Assigned task 1:
Transcribe the part of the Battlement Mesa text that starts with "The United States" and runs through "18 and over.".
Assigned task 2:
Summarize the Battlement Mesa text in two sentences.
Assigned task 3:
According to the Battlement Mesa text, for which census did the United States Census Bureau first define the Battlement Mesa CDP?

Source text:
#####

The community was first developed by an oil company as a residence for its workers in the expectation that the rising price of oil would make shale oil extraction economically viable. When adjusted oil prices fell, the housing estate was left as a stranded asset, and the oil company marketed it to retirees in conjunction with a real estate firm.

===Battlement Mesa Schoolhouse===
The Battlement Mesa Schoolhouse, located at 7201 300 Road, is listed on the National Register of Historic Places. The rear portion of the building was built in 1897 with stone from a local quarry. The front portion was added in 1907, also using stone from the same quarry. By the late 1940s, the building was no longer used as a schoolhouse but was used for community gatherings and events. However, the local population declined, and the schoolhouse fell into disuse and was looted and vandalized. In 2003, the State Historical Fund awarded a grant to The Grand Valley Historical Society to restore the school building.

==Geography==
Battlement Mesa is located in Garfield County on the south side of the Colorado River. It is bordered to the northwest, across the river, by the town of Parachute. Interstate 70 passes through Parachute, providing access to Battlement Mesa from Exit 75. I-70 leads east 42 mi to Glenwood Springs, the Garfield County seat, and southwest 45 mi to Grand Junction. Denver is 200 mi east via I-70.

At the 2020 United States census, the Battlement Mesa CDP had an area of 30.261 km2, including 0.583 km2 of water.

===Climate===
This climatic region is typified by large seasonal temperature differences, with warm to hot summers and cold (sometimes severely cold) winters. According to the Köppen Climate Classification system, Battlement Mesa has a humid continental climate, abbreviated "Dfb" on climate maps.

Climate data for Battlement Mesa, Colorado
| Month | Jan | Feb | Mar | Apr | May | Jun | Jul | Aug | Sep | Oct | Nov | Dec | Year |
| Mean daily maximum °C (°F) | 3 (37) | 8 (46) | 13 (56) | 18 (65) | 24 (75) | 30 (86) | 34 (93) | 32 (90) | 27 (81) | 20 (68) | 12 (53) | 4 (39) | 19 (66) |
| Mean daily minimum °C (°F) | −11 (12) | −8 (18) | −3 (26) | 1 (33) | 4 (40) | 9 (48) | 13 (55) | 12 (53) | 7 (44) | 0 (32) | −5 (23) | −11 (13) | 1 (33) |
| Average precipitation mm (inches) | 28 (1.1) | 25 (1) | 33 (1.3) | 28 (1.1) | 36 (1.4) | 20 (0.8) | 23 (0.9) | 28 (1.1) | 36 (1.4) | 33 (1.3) | 30 (1.2) | 28 (1.1) | 340 (13.5) |
Source: Weatherbase

==Demographics==

The United States Census Bureau initially defined the Battlement Mesa CDP for the 1990 United States census.

===2020 census===

As of the 2020 census, Battlement Mesa had a population of 5,438. The median age was 34.5 years. 27.0% of residents were under the age of 18 and 15.2% of residents were 65 years of age or older. For every 100 females there were 98.0 males, and for every 100 females age 18 and over there were 96.7 males age 18 and over.

#####

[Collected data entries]
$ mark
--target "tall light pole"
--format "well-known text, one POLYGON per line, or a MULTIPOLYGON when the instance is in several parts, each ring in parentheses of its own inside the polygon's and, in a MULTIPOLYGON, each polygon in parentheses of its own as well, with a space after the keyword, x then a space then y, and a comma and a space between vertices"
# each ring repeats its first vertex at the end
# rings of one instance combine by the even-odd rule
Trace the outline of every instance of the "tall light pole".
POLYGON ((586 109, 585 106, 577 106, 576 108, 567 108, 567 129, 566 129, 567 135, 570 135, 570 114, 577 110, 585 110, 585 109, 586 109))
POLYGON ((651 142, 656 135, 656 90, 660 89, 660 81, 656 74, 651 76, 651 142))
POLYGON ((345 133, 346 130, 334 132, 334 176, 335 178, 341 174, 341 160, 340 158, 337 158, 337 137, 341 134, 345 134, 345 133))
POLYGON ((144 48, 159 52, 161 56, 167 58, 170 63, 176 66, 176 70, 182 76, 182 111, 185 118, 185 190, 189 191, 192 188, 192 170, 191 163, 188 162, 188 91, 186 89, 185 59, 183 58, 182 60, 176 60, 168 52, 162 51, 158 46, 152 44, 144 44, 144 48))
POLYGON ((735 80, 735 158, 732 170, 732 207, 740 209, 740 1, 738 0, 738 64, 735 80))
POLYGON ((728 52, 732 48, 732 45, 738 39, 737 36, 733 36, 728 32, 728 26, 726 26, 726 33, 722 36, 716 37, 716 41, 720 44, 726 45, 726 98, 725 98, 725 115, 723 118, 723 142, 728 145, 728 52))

#####

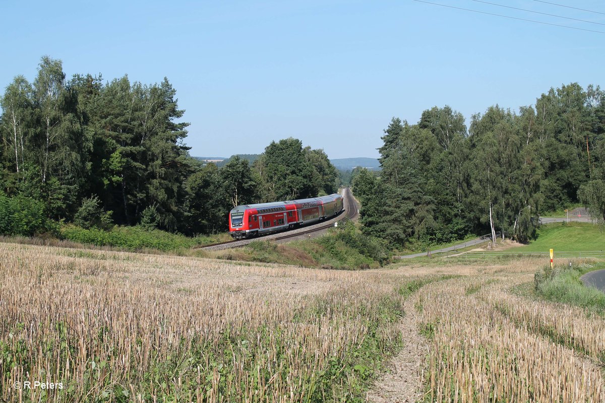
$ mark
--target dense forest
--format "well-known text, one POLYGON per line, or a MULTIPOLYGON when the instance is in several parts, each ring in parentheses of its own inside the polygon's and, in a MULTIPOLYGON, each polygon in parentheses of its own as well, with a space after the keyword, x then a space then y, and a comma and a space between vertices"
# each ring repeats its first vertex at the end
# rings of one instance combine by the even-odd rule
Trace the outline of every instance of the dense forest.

#####

Written answer 1:
The United States Census Bureau initially defined the Battlement Mesa CDP for the 1990 United States census.

===2020 census===

As of the 2020 census, Battlement Mesa had a population of 5,438. The median age was 34.5 years. 27.0% of residents were under the age of 18 and 15.2% of residents were 65 years of age or older. For every 100 females there were 98.0 males, and for every 100 females age 18 and over there were 96.7 males age 18 and over.

Written answer 2:
Battlement Mesa, which lies in Garfield County on the south side of the Colorado River, was first developed by an oil company to house its workers and was later marketed to retirees after oil prices fell. Its schoolhouse, built with local stone in 1897 and 1907, is on the National Register of Historic Places and received a 2003 State Historical Fund grant for restoration, and the community had a population of 5,438 at the 2020 census.

Written answer 3:
The 1990 United States census.